- **THE PROBLEM**
Present the lines of the data below as a numbered list, starting at the line that contains "Trace the outline of every instance of the chimpanzee mouth." and continuing through the end of the data. Include both of those lines, and leave out any blank lines.

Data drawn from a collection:
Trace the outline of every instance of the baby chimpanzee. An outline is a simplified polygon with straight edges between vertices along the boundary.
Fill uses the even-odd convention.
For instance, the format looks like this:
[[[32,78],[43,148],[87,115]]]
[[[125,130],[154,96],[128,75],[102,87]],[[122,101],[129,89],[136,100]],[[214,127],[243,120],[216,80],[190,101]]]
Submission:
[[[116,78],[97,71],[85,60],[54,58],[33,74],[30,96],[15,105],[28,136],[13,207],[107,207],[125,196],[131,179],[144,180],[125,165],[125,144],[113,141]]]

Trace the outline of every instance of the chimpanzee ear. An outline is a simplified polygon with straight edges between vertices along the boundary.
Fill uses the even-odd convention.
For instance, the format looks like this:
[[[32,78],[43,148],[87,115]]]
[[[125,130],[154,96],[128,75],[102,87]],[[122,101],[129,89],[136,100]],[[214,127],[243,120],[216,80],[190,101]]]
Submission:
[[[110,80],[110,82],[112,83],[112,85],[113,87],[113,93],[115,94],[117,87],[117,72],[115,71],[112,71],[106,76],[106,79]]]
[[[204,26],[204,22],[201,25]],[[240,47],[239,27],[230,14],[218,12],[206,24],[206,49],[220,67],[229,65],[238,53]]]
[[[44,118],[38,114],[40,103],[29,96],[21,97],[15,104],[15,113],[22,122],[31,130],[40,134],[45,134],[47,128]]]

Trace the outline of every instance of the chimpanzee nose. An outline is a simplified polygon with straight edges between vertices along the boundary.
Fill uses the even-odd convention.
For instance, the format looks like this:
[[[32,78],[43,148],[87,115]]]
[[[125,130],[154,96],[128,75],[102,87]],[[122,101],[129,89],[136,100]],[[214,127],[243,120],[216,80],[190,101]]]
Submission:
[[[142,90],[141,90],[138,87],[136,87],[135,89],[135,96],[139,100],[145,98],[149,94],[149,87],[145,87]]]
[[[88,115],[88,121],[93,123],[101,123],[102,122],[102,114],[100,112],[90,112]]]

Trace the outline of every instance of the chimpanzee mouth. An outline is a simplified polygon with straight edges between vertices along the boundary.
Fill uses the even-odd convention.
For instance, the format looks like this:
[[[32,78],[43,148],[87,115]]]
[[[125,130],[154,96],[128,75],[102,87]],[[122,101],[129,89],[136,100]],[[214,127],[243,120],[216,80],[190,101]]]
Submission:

- **THE REPLY**
1. Trace the outline of every instance of the chimpanzee mouth. An outline is a simplified polygon with straight edges between vertices along the boundary.
2. Fill uses the even-odd convention.
3. For instance, the format looks like this:
4. [[[32,78],[43,148],[87,115]]]
5. [[[125,130],[154,96],[128,75],[102,87]],[[122,101],[129,89],[136,100]],[[214,127],[243,120],[216,80],[190,101]]]
6. Submission:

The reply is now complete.